Material from an annotation dataset —
%%
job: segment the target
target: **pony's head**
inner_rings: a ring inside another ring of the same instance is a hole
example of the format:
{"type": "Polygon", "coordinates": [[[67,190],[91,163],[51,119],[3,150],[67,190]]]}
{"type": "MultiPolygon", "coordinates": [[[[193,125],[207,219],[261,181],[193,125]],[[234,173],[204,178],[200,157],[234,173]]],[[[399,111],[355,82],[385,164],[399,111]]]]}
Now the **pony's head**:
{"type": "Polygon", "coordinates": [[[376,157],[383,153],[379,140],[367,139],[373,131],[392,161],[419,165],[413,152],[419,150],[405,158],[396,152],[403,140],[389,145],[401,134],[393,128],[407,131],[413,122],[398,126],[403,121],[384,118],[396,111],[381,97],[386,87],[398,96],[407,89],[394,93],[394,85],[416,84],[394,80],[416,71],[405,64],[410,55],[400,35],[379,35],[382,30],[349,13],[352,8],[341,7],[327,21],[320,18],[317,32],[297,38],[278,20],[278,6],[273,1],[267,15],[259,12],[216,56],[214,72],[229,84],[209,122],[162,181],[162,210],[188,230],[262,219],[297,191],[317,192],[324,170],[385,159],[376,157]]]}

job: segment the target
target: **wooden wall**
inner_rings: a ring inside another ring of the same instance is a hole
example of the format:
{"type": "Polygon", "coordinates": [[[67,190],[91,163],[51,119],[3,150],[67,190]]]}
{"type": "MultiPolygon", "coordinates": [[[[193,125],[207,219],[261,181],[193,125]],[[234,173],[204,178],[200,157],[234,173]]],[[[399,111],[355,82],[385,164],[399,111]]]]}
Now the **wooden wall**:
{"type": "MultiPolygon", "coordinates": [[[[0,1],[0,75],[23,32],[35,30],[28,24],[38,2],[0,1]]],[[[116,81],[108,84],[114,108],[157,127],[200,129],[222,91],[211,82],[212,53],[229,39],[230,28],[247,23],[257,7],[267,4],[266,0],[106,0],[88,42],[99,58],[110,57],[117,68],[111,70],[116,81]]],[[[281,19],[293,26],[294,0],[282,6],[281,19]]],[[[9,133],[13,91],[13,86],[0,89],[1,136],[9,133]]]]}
%%
Required work — Output the material above as a JSON array of strings, one string per line, omitting blank lines.

Right answer —
[
  "job: segment the target",
  "target: **pony's head**",
  "inner_rings: a ring inside another ring of the same instance is a hole",
  "example of the format:",
  "{\"type\": \"Polygon\", \"coordinates\": [[[67,190],[91,163],[51,119],[3,150],[67,190]]]}",
  "{\"type\": \"MultiPolygon\", \"coordinates\": [[[[193,125],[207,219],[261,181],[193,125]],[[234,173],[204,178],[200,157],[234,173]]],[[[399,111],[355,82],[385,164],[399,111]]]]}",
  "Now the **pony's head**:",
  "{\"type\": \"Polygon\", \"coordinates\": [[[376,157],[383,153],[379,140],[367,139],[373,131],[392,161],[419,165],[413,152],[419,150],[405,158],[396,152],[403,140],[389,145],[401,134],[393,128],[407,131],[413,122],[398,126],[403,121],[384,118],[396,111],[381,97],[386,87],[398,96],[407,89],[394,93],[394,85],[416,84],[394,80],[416,71],[405,64],[410,55],[400,35],[379,35],[382,30],[349,13],[352,8],[341,7],[327,21],[320,18],[317,32],[297,38],[278,20],[278,6],[273,1],[267,15],[259,12],[216,56],[214,72],[229,84],[209,122],[162,181],[162,210],[188,230],[262,219],[297,191],[317,192],[324,170],[385,159],[376,157]]]}",
  "job: segment the target",
  "target: **wooden wall**",
  "inner_rings: a ring inside another ring of the same instance is a hole",
  "example of the format:",
  "{\"type\": \"Polygon\", \"coordinates\": [[[67,190],[91,163],[51,119],[3,150],[67,190]]]}",
  "{\"type\": \"MultiPolygon\", \"coordinates\": [[[[193,125],[207,219],[261,181],[193,125]],[[234,173],[204,178],[200,157],[234,173]]],[[[399,111],[355,82],[385,164],[399,111]]]]}",
  "Now the **wooden wall**:",
  "{\"type\": \"MultiPolygon\", \"coordinates\": [[[[0,1],[0,75],[23,32],[35,30],[28,24],[38,2],[0,1]]],[[[116,81],[108,84],[114,108],[157,127],[200,129],[222,91],[211,82],[212,53],[229,39],[230,28],[247,23],[257,7],[267,4],[266,0],[106,0],[88,42],[99,58],[110,57],[117,68],[111,70],[116,81]]],[[[281,19],[293,26],[294,0],[282,6],[281,19]]],[[[9,133],[13,91],[13,86],[0,89],[1,136],[9,133]]]]}"
]